Passage provided:
No, there will always be 3 times as many indices as there are triangles, regardless of wether we are sharing vertices or not.

Your figures for the triangle count are correct, but the number of indices are equal to 3 * tricount.

Therefore, for a plane of U * V vertices:
There are U * V vertices (obviously)
There are (U - 1) * (V - 1) * 2 triangles
There are (U - 1) * (V - 1) * 6 indices

As eq said, there can be between U * V (best case) to (U - 1) * (V - 1) * 6 (worst case) vertices. The latter is the case if you can't use ANY vertex twice, that means you'd have 3 vertices for each triangle.

Requirements:
A - In the forum reply, how many triangles does a plane of U * V vertices have?
B - Copy the forum reply word for word from "No, there will" to "3 * tricount.".
C - Summarize the forum reply in two sentences.

Source material:
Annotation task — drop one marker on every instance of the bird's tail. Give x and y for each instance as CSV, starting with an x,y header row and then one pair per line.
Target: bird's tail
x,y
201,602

Answers for this exercise:
A - (U - 1) * (V - 1) * 2 triangles.

B -
No, there will always be 3 times as many indices as there are triangles, regardless of wether we are sharing vertices or not.

Your figures for the triangle count are correct, but the number of indices are equal to 3 * tricount.

C - The number of indices is always three times the triangle count, whether or not vertices are shared, so a plane of U * V vertices has (U - 1) * (V - 1) * 2 triangles and (U - 1) * (V - 1) * 6 indices. The vertex count ranges from U * V in the best case to (U - 1) * (V - 1) * 6 in the worst case, when no vertex can be used twice and each triangle needs 3 vertices of its own.